Stored data entries:
========
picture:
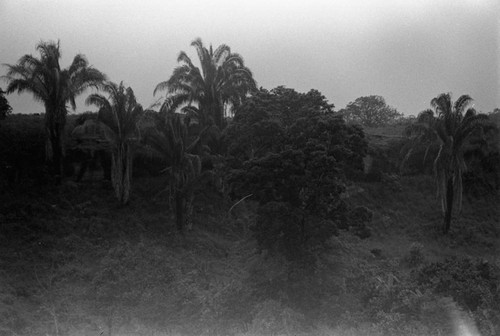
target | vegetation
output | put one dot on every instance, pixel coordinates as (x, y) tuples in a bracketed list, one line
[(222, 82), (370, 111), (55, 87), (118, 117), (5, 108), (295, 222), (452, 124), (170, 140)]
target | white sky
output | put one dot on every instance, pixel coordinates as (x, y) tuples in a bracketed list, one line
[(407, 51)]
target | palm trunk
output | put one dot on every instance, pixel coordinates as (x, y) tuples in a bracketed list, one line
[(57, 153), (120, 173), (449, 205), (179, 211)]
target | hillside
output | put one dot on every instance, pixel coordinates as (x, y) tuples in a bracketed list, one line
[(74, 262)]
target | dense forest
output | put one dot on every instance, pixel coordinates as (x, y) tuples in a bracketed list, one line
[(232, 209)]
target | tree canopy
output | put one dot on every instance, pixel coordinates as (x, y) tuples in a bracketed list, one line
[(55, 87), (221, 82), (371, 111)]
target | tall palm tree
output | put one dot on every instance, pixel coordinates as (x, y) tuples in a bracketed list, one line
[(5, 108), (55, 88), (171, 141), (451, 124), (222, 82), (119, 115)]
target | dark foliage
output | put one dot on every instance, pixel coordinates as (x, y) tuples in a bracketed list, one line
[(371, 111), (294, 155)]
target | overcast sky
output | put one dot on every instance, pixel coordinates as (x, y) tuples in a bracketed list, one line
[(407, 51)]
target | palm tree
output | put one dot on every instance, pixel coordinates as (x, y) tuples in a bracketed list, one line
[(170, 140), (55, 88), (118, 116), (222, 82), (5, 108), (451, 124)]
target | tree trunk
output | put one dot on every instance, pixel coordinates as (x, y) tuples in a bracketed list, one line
========
# Problem
Return only the lines running from the start of the entries above to the line that contains "target | overcast sky", inclusive, and omit every picture.

# Solution to this exercise
picture:
target | vegetation
output | put one dot on every instance, pixel coordinates as (x, y) tuples in a bracketed list, one line
[(222, 82), (370, 111), (55, 87), (118, 117), (5, 108), (295, 222), (452, 124), (170, 140)]
target | white sky
output | put one dot on every instance, pixel coordinates as (x, y) tuples in a bracketed list, one line
[(407, 51)]
target | palm trunk
output | put one dot on every instance, pixel coordinates as (x, y) tuples in a bracketed list, one line
[(57, 153), (120, 173), (449, 205), (179, 211)]
target | hillside
output | put one dot on every instance, pixel coordinates as (x, y) tuples in a bracketed list, one line
[(74, 262)]
target | dense forest
output | put one dot on every instance, pixel coordinates as (x, y) tuples in a bracketed list, one line
[(232, 209)]
target | tree canopy
output | put one dot on every instance, pixel coordinates as (x, y) tuples in a bracketed list, one line
[(55, 87), (221, 82), (371, 111)]
target | tall palm tree
output | put one dot on every instance, pixel coordinates as (x, y) tuples in a bracketed list, one line
[(5, 108), (55, 88), (171, 141), (451, 124), (222, 82), (119, 115)]
target | dark foliage
output | put one dot on every instance, pixel coordinates as (x, y) tuples in a bracketed list, one line
[(371, 111), (294, 155)]
target | overcast sky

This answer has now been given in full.